**Set task**
Please return every item below word for word, keeping each one on its own line.

**Exercise inputs**
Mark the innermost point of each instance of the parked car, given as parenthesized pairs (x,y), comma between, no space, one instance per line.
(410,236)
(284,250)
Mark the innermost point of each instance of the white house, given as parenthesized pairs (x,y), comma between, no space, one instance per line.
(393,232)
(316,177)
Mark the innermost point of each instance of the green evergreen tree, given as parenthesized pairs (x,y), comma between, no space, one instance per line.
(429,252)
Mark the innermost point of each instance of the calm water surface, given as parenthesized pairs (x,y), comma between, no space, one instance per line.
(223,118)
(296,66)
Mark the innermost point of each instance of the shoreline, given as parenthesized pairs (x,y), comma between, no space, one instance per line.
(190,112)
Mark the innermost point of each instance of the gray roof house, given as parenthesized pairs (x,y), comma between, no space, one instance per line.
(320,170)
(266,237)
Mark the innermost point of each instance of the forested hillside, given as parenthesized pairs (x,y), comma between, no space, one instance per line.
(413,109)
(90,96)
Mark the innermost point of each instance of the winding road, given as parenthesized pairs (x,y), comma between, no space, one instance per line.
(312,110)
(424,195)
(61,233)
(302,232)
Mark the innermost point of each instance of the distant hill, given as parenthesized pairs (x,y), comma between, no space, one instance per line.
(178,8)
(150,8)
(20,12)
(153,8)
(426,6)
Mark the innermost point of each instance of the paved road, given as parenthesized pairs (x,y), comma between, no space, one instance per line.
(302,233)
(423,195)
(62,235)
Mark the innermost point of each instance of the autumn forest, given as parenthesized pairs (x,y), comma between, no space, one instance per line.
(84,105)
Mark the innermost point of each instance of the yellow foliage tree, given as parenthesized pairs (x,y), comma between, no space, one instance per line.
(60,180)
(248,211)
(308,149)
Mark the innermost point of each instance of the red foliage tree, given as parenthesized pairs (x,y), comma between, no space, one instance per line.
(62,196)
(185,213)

**Task output**
Mark the innermost point of each instance of the parked car, given as parenthesized pairs (x,y), comma between, no space, one instance per line.
(410,236)
(284,250)
Mark the innermost point of each instance of the white house, given as parenthesized pairs (x,y), comma between, no space, one instance per line.
(393,232)
(316,177)
Mark the innermost point of each instance of the green evergreen tree, given as parenthesized pairs (x,y), comma between, no space, one instance per line.
(429,252)
Mark the innermost point of each instance of the calm water surface, given as parenthesized pairs (x,y), comma between, no space, one instance per line.
(223,118)
(296,66)
Mark the innermost point of each instance of the shoreline, given as parenthesized pairs (x,y), comma between, no space, one instance per line.
(190,112)
Mark the innermost point of each instance of the gray roof house, given as parenthesized pairs (x,y), comma between, no space, one instance per line.
(320,170)
(266,237)
Mark the innermost point of each instance of the forested hillside, given as parenthesized pairs (x,y), comma between, no space, one instance per line.
(413,109)
(90,96)
Mark the innermost point of each instance of the winding road, given as parenthesized pairs (x,y), comma between, no space, one instance per line.
(312,110)
(424,195)
(61,233)
(302,232)
Mark the innermost point of each instance of the distant hill, given as parenthesized pairs (x,y), comma between, no space, one instance per line.
(178,8)
(150,8)
(20,12)
(153,8)
(426,6)
Mark the innermost point of each instance of the paved road, given as parenthesized pairs (x,y), comma between, no space, one instance per line.
(302,233)
(423,195)
(62,235)
Mark the innermost point of each instance of the autumn forest, given as parenthesized pairs (x,y), comma between, no space, one instance per line.
(84,105)
Mark the innermost point of each instance of the yellow foliage tree, given as parenthesized pairs (x,y), comma between, no space, one instance per line.
(60,180)
(248,211)
(308,149)
Mark the innermost point of each instance of the red foliage tree, given as parenthesized pairs (x,y), comma between, no space, one instance per line.
(62,196)
(185,213)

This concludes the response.